## Exercice A
D'après le texte sur la vie affective et sexuelle des personnes handicapées, dans quelles disciplines Sheila Warembourg est-elle diplômée ?

===== Texte source =====

Sheila Warembourg, dans le cadre de ses activités au Service d’Accompagnement de la Vie Affective et Sexuelle des personnes handicapées créé par Handicap International, a présenté un épisode de la série télévisé Age sensible et un court- métrage de Philippe Thomas, L’homme de compagnie. D’origine américaine, Sheila Warembourg est diplômée en Sexologie et Santé Publique; elle a visionné les deux fictions en compagnie des personnes qu’elle reçoit dans ses groupes de parole.

Désiré parce qu’handicapé. Dans le 37e épisode (inédit faute d’Audimat) de la série télévisée Âge Sensible, une jeune femme délurée veut se « faire » Pierre, étudiant paraplégique, « pour savoir ce que c’est que faire l’amour avec un handicapé », comme une performance ou un gibier de plus à son tableau de chasse. « Cette fiction est un outil pédagogique intéressant pour mon travail au service d’accompagnement, explique Sheila Warembourg, mais il ne faut pas se tromper sur le public concerné. Ce ne sera qu’un outil capable d’enrichir la discussion. Les situations sont- elles véridiques? Selon un jeune homme Infirme Moteur Cérébral auquel j’ai montré le film, oui. ‘Etre désiré par une femme à la recherche de nouvelles expériences, ça m’est déjà arrivé, pourquoi pas ». Les jeunes hommes rencontrés par Sheila lui ont également rapporté être l’objet de jalousie, de la part d’amis valides, quand ils se « lèvent une nana »…

« Mais d’après mes observations des jeunes et moins jeunes ayant un handicap moteur et vivant en établissement spécialisé, c’est du pur fantasme ! Ça ne fait pas de mal de fantasmer, mais leur réalité est plus basée sur la solitude et les difficultés de créer des relations stables, intéressantes, etc. Il faut aussi noter la différence de ‘vécu’ entre celles ou ceux qui sont nés avec un handicap et celles ou ceux qui le sont devenus. La construction de la personne, sa vie affective et sexuelle, le rapport qu’elle a avec son corps, les différences sont importantes et difficilement comparables. En tous les cas, il y a une bonne discussion à avoir sur ce qui est dit à la fin : ‘tu ne veux pas qu’on vous aime pour votre corps’. A mon avis, l’acceptation de son corps est un sujet à discuter dès l’adolescence : je mérite, mon corps mérite, je peux séduire, je suis séduisant, comment gérer la jalousie, comment faire pour ‘la garder’, y a-t-il des copines ou des copains moins ‘visibles’ mais intéressants »…

Le sexe pour le sexe. Seconde fiction soumise au regard des jeunes, le court- métrage de Philippe Thomas L’homme de compagnie. Il présente un jeune homme IMC (Fred) particulièrement séducteur qui rencontre une jeune femme; elle l’emmène chez elle, lui fait l’amour. Sheila Warembourg précise: « J’ai visionné ce film dans plusieurs contextes: en intimité avec des personnes ayant un handicap, en grand colloque (parents, personnes handicapées et professionnels), entre professionnels uniquement. Les personnes ayant un handicap l’adorent, ça leur parle. Fred leur apparaît sexy, rebelle, léger, ‘c’est lui qui détient le pouvoir’. Les professionnels ont des réactions positives; ils s’associent, en général, aux difficultés de la personne handicapée. Certains ont été capables de voir le côté ‘femme’ et l’aspect ‘désirer un homme qui ne pense pas qu’à ça’. Mais la réaction des parents n’a pas été enthousiaste, à leurs yeux, c’est du sexe pour le sexe. Sans amour ni engagement. Et, je dois le préciser, sans protection ! ».

===== Données de l'exercice =====

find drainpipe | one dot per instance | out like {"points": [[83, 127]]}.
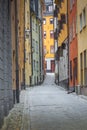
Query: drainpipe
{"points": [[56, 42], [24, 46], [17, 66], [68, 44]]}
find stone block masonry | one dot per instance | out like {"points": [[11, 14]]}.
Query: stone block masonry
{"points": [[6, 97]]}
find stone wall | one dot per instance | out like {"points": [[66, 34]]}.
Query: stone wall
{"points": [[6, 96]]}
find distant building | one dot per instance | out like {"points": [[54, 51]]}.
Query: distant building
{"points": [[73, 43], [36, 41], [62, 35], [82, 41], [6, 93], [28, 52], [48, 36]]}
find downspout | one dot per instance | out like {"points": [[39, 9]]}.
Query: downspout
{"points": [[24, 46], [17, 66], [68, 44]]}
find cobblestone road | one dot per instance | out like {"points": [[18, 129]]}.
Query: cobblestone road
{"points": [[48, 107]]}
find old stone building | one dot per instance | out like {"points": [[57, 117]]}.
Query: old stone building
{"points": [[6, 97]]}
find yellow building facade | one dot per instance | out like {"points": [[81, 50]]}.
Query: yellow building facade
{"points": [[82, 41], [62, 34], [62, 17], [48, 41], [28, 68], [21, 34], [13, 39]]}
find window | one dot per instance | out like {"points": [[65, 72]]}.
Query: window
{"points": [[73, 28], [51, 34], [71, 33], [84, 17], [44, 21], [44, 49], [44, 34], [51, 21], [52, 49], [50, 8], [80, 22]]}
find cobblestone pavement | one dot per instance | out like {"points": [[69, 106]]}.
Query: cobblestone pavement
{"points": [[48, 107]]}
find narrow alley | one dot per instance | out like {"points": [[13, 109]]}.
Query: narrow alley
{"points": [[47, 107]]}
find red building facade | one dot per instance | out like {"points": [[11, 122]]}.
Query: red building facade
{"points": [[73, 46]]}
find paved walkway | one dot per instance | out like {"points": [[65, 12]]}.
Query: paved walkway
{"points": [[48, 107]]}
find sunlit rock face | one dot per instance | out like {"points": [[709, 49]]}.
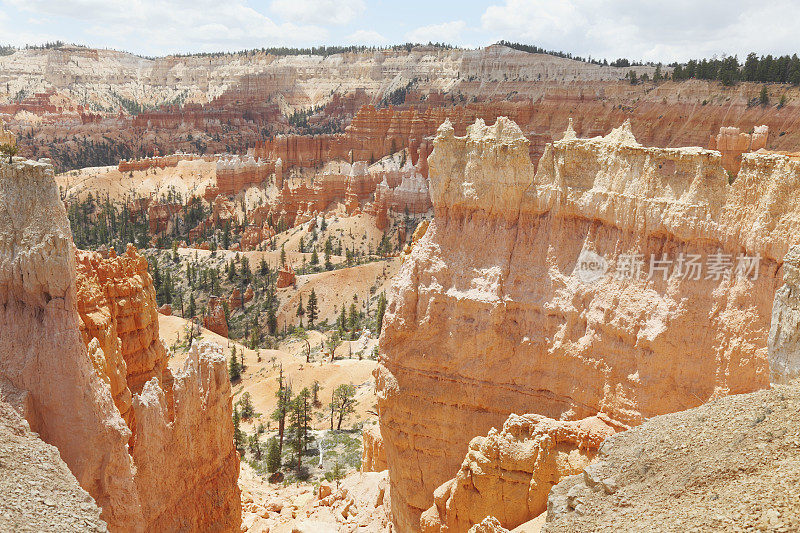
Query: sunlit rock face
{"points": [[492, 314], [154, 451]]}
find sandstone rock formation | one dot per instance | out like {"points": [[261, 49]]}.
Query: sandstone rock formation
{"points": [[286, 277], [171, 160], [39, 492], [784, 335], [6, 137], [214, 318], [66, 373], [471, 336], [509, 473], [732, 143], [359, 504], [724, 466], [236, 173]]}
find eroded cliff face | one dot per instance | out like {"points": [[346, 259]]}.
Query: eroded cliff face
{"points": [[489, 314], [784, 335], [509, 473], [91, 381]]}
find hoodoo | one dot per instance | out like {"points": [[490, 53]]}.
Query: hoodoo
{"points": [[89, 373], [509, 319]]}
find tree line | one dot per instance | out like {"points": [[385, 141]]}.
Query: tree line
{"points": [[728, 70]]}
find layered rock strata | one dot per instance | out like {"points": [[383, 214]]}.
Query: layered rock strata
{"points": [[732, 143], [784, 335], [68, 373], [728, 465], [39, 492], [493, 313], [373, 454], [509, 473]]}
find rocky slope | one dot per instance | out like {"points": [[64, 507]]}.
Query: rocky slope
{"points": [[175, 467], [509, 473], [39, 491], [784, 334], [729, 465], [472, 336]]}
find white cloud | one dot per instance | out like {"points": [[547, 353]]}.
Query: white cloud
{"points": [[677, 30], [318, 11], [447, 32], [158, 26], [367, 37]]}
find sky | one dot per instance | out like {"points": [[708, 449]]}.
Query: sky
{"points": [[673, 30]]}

=====
===== Données de l'exercice =====

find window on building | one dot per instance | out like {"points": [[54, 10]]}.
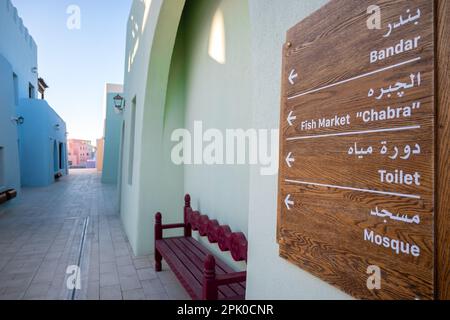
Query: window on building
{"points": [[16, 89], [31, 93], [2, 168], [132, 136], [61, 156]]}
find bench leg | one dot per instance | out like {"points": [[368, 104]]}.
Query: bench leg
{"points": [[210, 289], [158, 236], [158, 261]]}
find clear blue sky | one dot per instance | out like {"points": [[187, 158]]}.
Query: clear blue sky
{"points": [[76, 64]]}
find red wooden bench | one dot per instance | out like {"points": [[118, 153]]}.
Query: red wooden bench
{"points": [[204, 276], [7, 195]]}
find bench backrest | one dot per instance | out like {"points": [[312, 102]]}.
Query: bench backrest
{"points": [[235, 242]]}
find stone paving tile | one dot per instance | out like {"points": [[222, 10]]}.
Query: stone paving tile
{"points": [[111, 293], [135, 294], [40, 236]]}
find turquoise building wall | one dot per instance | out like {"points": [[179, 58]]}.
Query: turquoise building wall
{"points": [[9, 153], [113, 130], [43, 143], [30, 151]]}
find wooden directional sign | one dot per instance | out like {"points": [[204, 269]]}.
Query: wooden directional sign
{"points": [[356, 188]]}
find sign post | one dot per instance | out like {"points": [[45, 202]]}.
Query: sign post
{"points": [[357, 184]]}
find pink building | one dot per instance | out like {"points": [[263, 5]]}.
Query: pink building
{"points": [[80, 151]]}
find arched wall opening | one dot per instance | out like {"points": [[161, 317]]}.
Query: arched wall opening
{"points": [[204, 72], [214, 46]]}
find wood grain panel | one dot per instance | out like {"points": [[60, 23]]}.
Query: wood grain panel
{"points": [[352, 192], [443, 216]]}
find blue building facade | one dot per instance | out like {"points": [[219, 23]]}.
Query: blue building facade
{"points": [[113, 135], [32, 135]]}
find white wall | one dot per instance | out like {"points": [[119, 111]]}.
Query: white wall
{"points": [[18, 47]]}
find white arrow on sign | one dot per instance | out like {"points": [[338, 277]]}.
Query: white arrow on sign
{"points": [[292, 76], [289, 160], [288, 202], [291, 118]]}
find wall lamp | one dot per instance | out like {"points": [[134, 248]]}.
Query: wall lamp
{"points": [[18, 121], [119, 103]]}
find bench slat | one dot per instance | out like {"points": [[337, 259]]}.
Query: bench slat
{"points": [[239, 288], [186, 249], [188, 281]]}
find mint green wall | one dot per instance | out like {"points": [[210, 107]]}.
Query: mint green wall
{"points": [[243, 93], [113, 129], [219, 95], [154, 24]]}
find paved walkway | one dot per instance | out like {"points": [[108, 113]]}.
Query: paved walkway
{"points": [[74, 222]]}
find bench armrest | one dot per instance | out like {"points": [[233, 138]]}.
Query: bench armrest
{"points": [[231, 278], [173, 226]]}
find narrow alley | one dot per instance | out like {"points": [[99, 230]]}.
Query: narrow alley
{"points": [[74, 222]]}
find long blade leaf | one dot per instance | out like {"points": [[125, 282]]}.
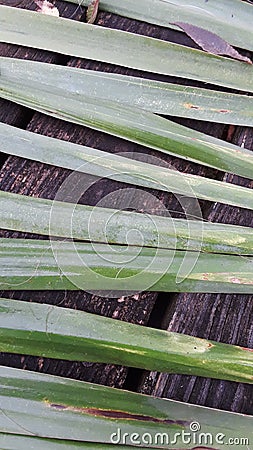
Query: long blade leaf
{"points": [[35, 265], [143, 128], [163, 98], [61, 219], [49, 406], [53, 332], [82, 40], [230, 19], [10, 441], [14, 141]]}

=====
===== Données de l'exercice =====

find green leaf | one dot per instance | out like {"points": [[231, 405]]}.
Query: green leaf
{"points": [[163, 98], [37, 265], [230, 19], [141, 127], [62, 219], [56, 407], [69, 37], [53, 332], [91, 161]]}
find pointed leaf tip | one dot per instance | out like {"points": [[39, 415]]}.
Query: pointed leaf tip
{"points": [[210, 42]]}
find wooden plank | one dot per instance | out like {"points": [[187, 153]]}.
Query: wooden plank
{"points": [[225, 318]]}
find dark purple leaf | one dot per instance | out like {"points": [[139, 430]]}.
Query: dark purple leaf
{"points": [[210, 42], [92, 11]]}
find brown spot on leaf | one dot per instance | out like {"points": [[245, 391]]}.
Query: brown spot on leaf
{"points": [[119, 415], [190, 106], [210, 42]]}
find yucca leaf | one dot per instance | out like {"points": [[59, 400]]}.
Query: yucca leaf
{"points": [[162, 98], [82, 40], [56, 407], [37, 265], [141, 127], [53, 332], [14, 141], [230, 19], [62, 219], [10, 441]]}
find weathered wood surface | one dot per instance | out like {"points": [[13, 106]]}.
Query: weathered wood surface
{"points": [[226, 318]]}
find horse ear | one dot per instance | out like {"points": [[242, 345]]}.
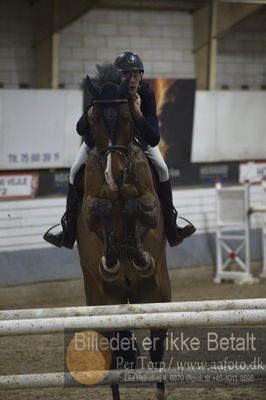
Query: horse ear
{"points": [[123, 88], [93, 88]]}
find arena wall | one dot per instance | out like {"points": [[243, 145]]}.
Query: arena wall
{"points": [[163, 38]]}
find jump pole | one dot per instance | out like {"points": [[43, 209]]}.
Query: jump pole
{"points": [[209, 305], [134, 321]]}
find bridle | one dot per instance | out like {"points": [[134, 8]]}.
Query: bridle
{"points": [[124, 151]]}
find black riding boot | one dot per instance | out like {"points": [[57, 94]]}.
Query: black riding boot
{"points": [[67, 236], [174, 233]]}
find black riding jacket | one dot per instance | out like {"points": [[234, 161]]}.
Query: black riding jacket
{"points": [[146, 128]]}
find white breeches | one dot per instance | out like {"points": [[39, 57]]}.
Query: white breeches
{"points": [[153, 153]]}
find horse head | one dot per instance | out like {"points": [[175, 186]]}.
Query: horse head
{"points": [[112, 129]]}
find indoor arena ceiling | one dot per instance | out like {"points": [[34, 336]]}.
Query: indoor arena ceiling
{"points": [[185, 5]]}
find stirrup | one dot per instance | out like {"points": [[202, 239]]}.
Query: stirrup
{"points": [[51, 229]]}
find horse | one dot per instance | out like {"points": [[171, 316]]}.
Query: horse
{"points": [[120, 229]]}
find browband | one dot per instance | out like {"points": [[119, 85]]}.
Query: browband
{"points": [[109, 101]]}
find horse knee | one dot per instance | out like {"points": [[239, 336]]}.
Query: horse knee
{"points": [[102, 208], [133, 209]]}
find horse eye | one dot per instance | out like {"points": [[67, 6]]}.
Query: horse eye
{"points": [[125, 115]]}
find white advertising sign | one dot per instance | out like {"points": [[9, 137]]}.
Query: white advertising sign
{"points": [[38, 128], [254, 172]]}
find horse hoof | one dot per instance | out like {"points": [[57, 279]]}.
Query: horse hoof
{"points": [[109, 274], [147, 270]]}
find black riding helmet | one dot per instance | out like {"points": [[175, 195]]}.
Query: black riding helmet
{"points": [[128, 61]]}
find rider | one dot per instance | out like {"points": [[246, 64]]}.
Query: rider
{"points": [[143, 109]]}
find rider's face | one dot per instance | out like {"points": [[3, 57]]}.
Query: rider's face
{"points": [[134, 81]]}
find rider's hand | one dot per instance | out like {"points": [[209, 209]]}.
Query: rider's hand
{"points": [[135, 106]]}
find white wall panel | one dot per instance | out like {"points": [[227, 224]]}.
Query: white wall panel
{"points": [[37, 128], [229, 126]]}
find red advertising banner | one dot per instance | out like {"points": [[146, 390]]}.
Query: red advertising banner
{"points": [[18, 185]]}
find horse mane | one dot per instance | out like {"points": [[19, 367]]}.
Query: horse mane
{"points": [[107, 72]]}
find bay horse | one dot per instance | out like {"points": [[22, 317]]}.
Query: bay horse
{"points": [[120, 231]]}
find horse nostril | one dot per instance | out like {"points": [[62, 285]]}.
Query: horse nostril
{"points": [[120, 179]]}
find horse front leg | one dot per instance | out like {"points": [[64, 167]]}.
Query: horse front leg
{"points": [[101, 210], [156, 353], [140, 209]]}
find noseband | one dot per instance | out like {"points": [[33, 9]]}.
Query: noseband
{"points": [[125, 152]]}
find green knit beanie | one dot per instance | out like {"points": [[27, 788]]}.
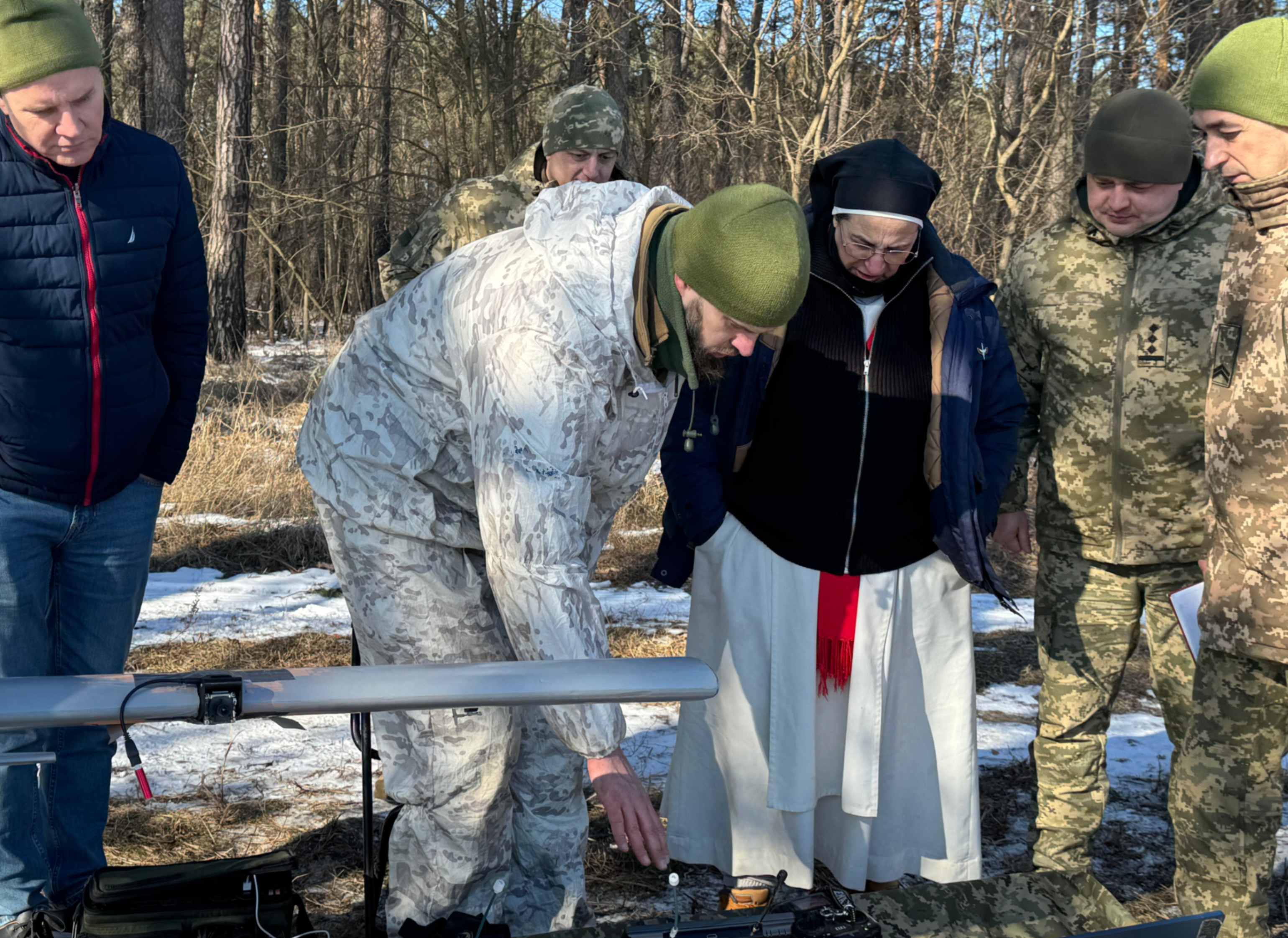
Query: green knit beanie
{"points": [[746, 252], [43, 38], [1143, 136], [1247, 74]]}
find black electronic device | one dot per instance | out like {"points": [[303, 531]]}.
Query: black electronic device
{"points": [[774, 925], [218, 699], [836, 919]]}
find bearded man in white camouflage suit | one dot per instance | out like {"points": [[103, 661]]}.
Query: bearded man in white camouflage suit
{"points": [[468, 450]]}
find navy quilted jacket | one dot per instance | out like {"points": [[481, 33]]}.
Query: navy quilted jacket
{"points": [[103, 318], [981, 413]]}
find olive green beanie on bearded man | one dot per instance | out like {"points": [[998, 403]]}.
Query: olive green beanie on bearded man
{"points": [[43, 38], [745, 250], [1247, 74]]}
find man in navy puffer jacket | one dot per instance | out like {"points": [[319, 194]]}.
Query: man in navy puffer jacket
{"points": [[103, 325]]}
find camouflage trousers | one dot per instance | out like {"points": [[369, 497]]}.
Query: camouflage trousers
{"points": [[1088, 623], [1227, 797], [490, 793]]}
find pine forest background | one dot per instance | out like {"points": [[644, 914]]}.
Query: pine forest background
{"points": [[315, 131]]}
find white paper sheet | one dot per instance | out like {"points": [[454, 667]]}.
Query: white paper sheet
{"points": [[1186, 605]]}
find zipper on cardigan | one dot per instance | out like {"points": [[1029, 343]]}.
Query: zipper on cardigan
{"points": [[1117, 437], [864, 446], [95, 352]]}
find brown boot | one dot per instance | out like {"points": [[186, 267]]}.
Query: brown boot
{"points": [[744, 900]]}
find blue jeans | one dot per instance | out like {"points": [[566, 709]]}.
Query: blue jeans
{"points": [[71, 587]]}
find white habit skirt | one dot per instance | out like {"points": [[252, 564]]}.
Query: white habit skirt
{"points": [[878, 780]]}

=====

## Exercice B
Extrayez, s'il vous plaît, chaque ligne des enregistrements qui contient la chaîne « cliff ».

## Réponse correcte A
En sexologie et en santé publique.

## Réponse correcte B
find eroded cliff face | one dot per instance | out like {"points": [[346, 259]]}.
Query: eroded cliff face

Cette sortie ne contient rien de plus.